Exercise description:
Nothing before the line containing "Can you find the blonde" belongs in the answer; quote that line and all lines after it through the end of the material, word for word.

..............................

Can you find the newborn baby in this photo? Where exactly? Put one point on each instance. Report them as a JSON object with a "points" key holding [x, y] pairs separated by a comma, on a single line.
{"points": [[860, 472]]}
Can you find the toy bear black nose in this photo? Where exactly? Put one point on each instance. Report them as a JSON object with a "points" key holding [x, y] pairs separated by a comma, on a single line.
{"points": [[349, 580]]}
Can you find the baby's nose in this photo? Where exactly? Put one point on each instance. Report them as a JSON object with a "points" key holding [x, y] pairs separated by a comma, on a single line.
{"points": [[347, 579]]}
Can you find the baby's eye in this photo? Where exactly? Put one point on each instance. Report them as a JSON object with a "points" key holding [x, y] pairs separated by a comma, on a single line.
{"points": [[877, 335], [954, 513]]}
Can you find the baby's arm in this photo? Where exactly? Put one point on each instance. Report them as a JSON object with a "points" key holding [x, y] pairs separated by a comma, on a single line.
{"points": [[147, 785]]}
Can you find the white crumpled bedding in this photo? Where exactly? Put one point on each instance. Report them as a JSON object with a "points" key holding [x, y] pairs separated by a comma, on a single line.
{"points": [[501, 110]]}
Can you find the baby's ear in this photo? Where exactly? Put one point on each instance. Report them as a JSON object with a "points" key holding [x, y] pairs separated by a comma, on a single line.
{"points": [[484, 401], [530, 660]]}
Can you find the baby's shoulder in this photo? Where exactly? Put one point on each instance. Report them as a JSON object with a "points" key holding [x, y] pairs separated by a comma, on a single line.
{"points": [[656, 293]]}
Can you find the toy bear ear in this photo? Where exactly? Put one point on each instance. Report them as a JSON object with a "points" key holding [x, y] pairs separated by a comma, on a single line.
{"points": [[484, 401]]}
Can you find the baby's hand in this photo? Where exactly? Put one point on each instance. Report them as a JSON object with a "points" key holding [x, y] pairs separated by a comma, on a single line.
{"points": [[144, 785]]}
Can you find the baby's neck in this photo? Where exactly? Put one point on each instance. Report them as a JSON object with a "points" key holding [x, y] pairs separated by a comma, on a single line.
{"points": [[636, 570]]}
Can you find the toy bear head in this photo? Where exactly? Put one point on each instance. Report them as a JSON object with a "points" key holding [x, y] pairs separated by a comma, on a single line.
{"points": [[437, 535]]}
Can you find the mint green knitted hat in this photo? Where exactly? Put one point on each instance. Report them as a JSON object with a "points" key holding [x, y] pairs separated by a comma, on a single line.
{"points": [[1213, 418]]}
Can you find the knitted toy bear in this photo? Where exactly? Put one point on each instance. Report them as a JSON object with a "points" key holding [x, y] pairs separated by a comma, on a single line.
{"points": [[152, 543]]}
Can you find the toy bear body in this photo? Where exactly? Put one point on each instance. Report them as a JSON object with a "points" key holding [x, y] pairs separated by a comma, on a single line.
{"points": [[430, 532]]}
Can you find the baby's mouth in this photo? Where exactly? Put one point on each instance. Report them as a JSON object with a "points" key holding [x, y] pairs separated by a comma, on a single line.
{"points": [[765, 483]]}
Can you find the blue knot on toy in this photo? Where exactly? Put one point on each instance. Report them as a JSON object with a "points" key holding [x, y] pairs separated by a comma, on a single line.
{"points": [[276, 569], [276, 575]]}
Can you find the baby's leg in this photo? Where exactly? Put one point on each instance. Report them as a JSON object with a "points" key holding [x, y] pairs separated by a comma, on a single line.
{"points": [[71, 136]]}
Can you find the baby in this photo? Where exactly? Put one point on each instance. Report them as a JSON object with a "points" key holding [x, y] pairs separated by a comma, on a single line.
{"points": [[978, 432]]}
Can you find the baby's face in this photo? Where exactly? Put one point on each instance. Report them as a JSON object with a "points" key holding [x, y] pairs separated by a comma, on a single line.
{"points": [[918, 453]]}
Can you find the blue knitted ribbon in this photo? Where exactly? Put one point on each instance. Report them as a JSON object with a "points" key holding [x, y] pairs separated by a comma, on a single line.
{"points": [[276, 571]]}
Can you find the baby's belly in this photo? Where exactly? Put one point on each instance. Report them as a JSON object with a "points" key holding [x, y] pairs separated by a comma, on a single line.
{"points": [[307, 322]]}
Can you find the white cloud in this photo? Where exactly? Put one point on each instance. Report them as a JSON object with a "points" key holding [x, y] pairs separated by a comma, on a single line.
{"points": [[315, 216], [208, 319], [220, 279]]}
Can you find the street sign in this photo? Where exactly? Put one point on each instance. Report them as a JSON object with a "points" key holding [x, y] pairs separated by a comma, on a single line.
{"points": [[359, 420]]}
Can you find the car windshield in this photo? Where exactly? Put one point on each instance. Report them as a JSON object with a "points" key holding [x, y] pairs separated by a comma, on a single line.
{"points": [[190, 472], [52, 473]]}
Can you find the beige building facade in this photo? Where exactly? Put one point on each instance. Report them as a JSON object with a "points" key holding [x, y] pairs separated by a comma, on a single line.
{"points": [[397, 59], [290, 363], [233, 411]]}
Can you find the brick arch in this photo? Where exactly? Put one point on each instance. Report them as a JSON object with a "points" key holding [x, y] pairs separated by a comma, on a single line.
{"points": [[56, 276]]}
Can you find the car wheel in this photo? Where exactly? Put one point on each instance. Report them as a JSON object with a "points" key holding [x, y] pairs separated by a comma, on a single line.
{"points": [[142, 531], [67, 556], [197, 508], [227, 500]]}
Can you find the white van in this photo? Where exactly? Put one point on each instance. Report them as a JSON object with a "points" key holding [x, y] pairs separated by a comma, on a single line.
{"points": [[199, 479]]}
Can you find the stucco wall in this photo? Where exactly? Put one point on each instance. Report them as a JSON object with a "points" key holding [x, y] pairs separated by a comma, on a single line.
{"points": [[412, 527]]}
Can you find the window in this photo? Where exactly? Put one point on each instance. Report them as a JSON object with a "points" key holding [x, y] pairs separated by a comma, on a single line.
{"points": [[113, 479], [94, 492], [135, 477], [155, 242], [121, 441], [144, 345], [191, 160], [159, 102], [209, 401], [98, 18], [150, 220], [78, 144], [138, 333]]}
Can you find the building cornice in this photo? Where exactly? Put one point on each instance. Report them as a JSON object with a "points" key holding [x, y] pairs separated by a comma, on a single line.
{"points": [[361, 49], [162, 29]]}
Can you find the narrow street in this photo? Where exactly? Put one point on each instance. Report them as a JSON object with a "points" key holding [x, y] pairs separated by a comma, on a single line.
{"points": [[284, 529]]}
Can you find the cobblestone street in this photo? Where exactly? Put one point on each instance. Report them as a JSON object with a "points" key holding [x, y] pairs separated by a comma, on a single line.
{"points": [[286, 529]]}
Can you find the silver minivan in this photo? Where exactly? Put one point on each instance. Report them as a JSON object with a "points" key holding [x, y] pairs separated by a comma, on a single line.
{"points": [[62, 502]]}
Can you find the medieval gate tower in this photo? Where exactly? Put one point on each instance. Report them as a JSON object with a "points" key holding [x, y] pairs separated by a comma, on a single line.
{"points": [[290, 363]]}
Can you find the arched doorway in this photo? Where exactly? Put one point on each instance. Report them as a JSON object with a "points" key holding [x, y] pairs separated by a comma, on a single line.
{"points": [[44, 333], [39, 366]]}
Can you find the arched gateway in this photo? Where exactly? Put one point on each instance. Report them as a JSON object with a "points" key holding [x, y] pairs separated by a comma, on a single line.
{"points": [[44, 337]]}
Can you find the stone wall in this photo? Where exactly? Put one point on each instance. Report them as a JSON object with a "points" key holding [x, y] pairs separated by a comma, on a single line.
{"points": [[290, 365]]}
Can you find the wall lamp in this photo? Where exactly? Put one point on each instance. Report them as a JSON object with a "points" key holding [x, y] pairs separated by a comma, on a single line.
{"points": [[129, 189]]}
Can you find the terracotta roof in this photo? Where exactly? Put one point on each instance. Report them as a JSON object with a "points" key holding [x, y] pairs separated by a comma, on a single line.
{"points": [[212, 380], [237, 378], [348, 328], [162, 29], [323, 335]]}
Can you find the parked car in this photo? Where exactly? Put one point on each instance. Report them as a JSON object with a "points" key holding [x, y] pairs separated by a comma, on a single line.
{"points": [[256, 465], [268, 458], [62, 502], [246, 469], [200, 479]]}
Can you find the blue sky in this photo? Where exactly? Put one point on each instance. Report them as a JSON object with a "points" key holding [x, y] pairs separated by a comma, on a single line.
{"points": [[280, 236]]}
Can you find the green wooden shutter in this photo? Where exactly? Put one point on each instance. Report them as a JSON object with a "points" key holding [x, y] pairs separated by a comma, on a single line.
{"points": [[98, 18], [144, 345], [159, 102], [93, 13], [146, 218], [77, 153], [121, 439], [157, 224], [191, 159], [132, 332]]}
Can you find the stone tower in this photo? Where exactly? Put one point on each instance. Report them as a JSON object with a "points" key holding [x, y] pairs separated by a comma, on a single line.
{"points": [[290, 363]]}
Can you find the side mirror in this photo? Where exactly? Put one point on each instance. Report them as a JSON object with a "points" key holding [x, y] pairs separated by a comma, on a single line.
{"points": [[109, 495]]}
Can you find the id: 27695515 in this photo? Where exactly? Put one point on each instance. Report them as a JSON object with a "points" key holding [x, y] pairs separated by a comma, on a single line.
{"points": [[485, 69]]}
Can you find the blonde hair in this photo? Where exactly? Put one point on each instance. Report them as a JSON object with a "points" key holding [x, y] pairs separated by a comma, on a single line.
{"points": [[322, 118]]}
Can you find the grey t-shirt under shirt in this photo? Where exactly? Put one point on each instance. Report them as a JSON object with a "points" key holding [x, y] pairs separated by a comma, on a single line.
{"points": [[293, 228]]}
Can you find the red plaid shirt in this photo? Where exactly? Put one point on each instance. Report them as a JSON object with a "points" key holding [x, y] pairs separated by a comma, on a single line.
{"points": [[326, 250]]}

..............................

Exercise response:
Can you find the blonde hair in this photo? Where exactly? Put one point on each instance. Report them as a JSON object with a "points" key holding [x, y] pairs separated by a comma, on a single line.
{"points": [[322, 118]]}
Can you find the grey t-shirt under shirt in this photo? Where exactly? Put one point on each instance. Report them as a JSON object with a "points" key holding [x, y] pairs separated by a comma, on a single line.
{"points": [[293, 228]]}
Can you find the red plaid shirt in this photo? Where exactly? Put one point on each instance. Report them as a JSON object with a "points" key holding [x, y] pairs separated by a comma, on a single line.
{"points": [[326, 250]]}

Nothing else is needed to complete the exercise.